▸ **DATA FOR PROCESSING**
┌──

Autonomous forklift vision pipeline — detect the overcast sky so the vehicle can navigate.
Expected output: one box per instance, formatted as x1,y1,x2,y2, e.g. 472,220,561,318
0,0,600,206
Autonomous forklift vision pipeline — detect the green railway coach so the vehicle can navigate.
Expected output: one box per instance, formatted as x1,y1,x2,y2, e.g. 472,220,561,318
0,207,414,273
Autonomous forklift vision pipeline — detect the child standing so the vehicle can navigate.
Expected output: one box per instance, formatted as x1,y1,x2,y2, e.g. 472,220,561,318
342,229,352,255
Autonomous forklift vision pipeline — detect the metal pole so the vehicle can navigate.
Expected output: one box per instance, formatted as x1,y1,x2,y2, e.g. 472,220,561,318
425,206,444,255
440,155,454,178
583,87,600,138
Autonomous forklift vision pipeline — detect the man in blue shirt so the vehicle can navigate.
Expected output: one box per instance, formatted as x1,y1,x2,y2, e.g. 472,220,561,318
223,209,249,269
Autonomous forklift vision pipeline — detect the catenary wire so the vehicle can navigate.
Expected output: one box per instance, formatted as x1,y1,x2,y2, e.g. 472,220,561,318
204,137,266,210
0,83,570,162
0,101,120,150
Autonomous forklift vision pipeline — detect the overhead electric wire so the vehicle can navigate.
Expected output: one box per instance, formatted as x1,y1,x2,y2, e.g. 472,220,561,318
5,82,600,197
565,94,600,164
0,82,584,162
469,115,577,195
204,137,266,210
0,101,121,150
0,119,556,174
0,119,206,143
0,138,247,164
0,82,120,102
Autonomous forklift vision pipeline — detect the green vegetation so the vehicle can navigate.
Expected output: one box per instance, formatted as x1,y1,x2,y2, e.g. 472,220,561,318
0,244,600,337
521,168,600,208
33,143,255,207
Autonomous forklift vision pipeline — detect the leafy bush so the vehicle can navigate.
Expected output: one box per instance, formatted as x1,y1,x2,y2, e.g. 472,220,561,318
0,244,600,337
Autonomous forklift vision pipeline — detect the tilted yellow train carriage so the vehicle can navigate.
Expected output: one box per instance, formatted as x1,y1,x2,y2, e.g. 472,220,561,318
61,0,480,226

└──

▸ **EXERCISE TASK**
Copy the lines verbatim. Begin at the line that contains "Autonomous forklift vision pipeline — detect the catenary" and continue through the final line above, including both.

▸ **SOLVED EXERCISE**
Autonomous forklift vision pipeline — detect the catenary wire so the vehicle can navigate.
Expected output: one box per instance, formatted as x1,y1,x2,y2, e.g. 472,220,561,318
204,137,266,210
0,83,570,162
0,101,120,150
Autonomous forklift vision pipeline — detect the overhead electric wire so the vehicle can navigate.
Expected output: one box per instance, formatted as x1,y1,x2,y2, e.g. 472,220,561,318
5,82,600,197
565,94,600,164
0,82,584,162
469,115,577,195
204,137,266,210
0,101,121,150
0,119,556,174
0,119,206,143
0,138,247,164
0,82,120,102
Autonomous forklift vision pipeline — detect the green vegetation so the vehicle can navigate.
Expected output: one box per instance, formatted as x1,y1,x2,y2, e.g. 472,220,561,318
0,244,600,337
521,168,600,208
33,143,255,207
Autonomous forklift vision pipeline — detect the leafy bush so the vehicle can navigate.
Expected output: one box per instance, formatted as x1,y1,x2,y2, e.g. 472,220,561,318
0,244,600,337
Autonomous forklift vision pipeline — detect the tilted yellow train carriage so the vehicle can navigate.
Expected output: one box per instance, formatted as x1,y1,x2,y2, e.g. 472,220,561,318
61,0,480,226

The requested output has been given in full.